Task description = Rewrite every one of the lines below as a Markdown table with the columns "No." and "Line", numbering each row and skipping blank lines. Omit the pictures from your table.

[Records in a dataset]
## BEGIN

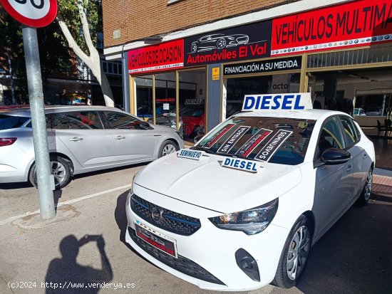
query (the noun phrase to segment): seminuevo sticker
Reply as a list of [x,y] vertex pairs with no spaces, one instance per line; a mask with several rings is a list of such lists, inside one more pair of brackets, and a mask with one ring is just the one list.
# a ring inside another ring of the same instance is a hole
[[278,130],[274,134],[271,140],[263,146],[262,149],[254,157],[254,159],[262,162],[268,162],[292,133],[292,131],[287,131],[284,130]]
[[236,154],[239,154],[244,157],[247,157],[267,137],[272,131],[271,130],[260,129],[253,136],[248,140],[245,144],[239,148]]
[[210,139],[206,144],[202,147],[205,148],[211,148],[214,144],[217,142],[225,134],[226,134],[229,130],[233,127],[235,124],[227,124],[222,129],[220,129],[211,139]]
[[203,155],[203,152],[199,150],[191,150],[189,149],[182,149],[177,154],[177,157],[188,158],[190,159],[200,160]]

## END

Answer to this problem =
| No. | Line |
|---|---|
| 1 | query (the noun phrase to segment): seminuevo sticker |
| 2 | Reply as a list of [x,y] vertex pairs with no spaces, one instance per line; a mask with several rings is a list of such lists, inside one more pair of brackets, and a mask with one ring is just the one list. |
| 3 | # a ring inside another ring of the same instance is a hole |
| 4 | [[278,130],[274,134],[271,140],[263,146],[262,149],[254,157],[254,159],[262,162],[268,162],[292,133],[292,131],[287,131],[284,130]] |
| 5 | [[236,154],[239,154],[244,157],[247,157],[267,137],[272,131],[271,130],[260,129],[253,136],[248,140],[245,144],[239,148]] |
| 6 | [[210,139],[206,144],[202,147],[205,148],[211,148],[214,144],[217,142],[225,134],[226,134],[229,130],[233,127],[235,124],[227,124],[222,129],[220,129],[211,139]] |
| 7 | [[203,155],[203,152],[199,150],[191,150],[189,149],[182,149],[177,154],[177,157],[188,158],[190,159],[200,160]] |